* **EXERCISE REQUIREMENTS**: Carry over the data starting at the line containing "For the evaluation set, tag each instance of the hexagonal" and ending at the final line, both included. Keep every line as it is, but add 87 to each number in the coordinate pairs.

— start of TASK MATERIAL —

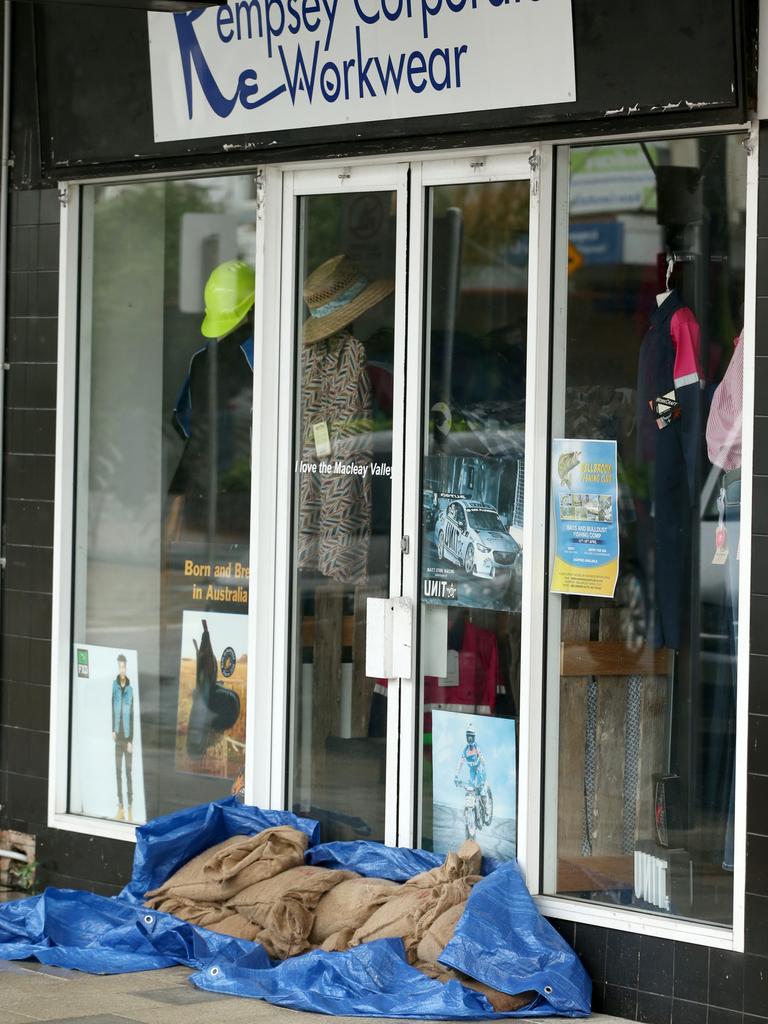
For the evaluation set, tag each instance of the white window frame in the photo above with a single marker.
(325, 180)
(265, 752)
(600, 914)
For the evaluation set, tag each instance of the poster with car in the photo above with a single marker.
(474, 782)
(211, 714)
(472, 531)
(107, 777)
(585, 495)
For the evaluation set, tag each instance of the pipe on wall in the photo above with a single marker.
(4, 181)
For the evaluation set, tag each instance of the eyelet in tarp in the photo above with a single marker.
(501, 939)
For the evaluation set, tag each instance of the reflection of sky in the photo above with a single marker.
(226, 629)
(496, 739)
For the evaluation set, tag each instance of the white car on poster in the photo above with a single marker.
(472, 535)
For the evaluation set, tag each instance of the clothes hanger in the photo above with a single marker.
(663, 296)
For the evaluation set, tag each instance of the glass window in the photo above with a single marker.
(649, 356)
(472, 501)
(342, 507)
(165, 385)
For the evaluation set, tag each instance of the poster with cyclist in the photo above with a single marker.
(211, 711)
(474, 782)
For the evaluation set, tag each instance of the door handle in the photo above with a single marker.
(389, 638)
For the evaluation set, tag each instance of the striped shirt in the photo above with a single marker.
(724, 423)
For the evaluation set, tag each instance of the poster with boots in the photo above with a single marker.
(211, 713)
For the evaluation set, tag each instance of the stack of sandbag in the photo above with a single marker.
(410, 910)
(434, 940)
(284, 907)
(258, 888)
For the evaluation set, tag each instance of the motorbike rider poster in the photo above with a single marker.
(472, 531)
(474, 782)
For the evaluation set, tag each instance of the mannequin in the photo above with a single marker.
(724, 449)
(336, 411)
(669, 432)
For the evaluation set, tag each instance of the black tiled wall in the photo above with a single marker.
(66, 858)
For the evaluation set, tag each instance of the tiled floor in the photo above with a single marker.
(32, 991)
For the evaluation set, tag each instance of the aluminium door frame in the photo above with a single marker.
(532, 164)
(322, 180)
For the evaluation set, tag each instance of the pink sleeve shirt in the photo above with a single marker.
(724, 424)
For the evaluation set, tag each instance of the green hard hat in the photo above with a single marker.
(228, 296)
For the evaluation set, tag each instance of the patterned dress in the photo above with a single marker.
(335, 507)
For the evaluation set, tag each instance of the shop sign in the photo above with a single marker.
(612, 179)
(585, 496)
(262, 66)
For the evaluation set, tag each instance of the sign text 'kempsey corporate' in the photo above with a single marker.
(264, 66)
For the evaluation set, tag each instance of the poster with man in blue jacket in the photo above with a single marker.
(107, 775)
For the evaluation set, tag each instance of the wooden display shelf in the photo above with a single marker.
(612, 657)
(309, 631)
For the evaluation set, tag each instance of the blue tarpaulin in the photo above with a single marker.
(501, 940)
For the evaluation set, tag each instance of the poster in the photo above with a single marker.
(211, 714)
(474, 782)
(585, 495)
(107, 774)
(472, 525)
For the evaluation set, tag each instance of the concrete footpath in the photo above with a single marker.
(31, 991)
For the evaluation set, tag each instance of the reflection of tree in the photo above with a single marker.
(494, 215)
(135, 257)
(322, 215)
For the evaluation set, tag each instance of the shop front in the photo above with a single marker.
(402, 369)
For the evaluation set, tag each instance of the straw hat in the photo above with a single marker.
(336, 294)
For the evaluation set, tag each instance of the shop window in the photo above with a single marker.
(162, 497)
(647, 371)
(342, 506)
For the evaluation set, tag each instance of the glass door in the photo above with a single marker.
(471, 328)
(344, 246)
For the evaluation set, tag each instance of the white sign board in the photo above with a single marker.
(262, 66)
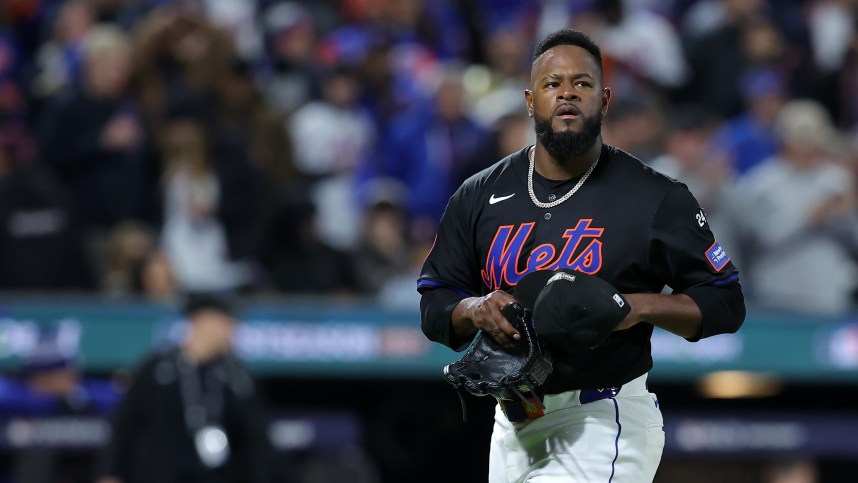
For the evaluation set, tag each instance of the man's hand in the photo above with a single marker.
(484, 313)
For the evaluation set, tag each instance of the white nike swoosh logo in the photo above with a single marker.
(498, 199)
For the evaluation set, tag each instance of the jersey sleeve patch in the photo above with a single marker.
(717, 257)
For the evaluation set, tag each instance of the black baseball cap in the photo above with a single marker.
(571, 310)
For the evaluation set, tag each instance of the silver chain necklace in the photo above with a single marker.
(562, 198)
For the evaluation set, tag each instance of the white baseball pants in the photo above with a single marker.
(614, 440)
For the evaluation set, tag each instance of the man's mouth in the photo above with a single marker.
(567, 112)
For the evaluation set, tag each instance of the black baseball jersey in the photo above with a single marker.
(627, 224)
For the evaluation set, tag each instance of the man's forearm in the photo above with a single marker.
(678, 314)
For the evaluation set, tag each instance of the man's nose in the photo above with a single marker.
(566, 93)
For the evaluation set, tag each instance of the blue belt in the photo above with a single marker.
(516, 411)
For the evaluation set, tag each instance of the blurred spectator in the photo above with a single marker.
(210, 207)
(157, 282)
(793, 209)
(510, 133)
(241, 19)
(842, 93)
(718, 58)
(749, 138)
(57, 62)
(13, 105)
(52, 385)
(334, 134)
(41, 241)
(495, 88)
(794, 470)
(299, 261)
(294, 75)
(397, 291)
(129, 246)
(383, 250)
(689, 157)
(244, 118)
(640, 47)
(332, 138)
(192, 414)
(427, 148)
(635, 124)
(93, 139)
(178, 57)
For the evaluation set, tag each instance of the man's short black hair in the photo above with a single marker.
(569, 36)
(197, 301)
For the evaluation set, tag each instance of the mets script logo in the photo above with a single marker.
(506, 252)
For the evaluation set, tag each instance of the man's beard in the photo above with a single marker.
(566, 145)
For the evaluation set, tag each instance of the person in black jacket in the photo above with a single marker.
(192, 413)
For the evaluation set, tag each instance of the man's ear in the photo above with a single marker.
(606, 99)
(528, 100)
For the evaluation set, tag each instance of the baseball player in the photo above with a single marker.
(573, 202)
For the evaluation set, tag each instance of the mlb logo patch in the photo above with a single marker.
(717, 256)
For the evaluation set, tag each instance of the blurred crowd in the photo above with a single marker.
(152, 147)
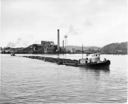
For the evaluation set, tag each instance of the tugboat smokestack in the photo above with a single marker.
(58, 40)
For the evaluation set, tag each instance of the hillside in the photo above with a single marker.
(80, 48)
(115, 48)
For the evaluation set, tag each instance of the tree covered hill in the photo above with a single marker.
(115, 48)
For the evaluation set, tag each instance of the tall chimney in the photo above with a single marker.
(58, 40)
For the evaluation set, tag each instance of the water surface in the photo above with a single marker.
(28, 81)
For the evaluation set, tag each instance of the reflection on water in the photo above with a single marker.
(27, 81)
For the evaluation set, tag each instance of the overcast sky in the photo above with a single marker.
(87, 22)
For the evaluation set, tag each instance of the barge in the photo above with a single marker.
(91, 61)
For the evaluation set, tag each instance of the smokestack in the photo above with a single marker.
(58, 39)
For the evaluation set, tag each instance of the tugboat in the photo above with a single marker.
(93, 60)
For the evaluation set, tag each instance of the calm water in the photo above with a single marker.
(30, 81)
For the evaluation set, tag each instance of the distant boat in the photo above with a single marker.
(91, 61)
(13, 54)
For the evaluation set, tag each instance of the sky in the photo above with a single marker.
(87, 22)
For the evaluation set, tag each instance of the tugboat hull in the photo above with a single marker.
(102, 64)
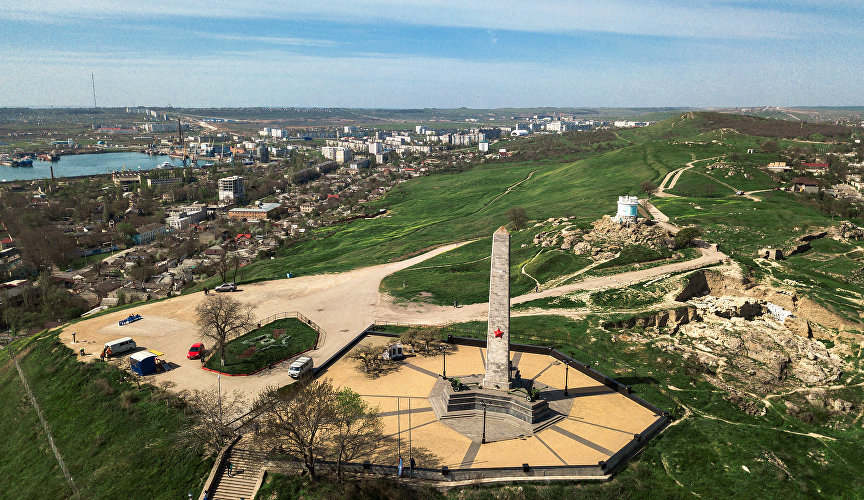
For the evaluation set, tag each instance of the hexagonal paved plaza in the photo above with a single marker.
(597, 421)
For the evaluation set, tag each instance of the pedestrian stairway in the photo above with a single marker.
(243, 482)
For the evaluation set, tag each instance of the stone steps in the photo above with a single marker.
(242, 484)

— end of TASK MATERIAL —

* **CORRECT RESPONSE**:
For the evaluation set, tag each instance of the hexagonal paved plaza in the photo above with a single marker.
(684, 508)
For the evaluation set, tag each instance of the pedestrian stairway in the photo above with a single marker.
(330, 569)
For the evaluation set, tag each instance of the stone steps in the photo above with a single marker.
(329, 571)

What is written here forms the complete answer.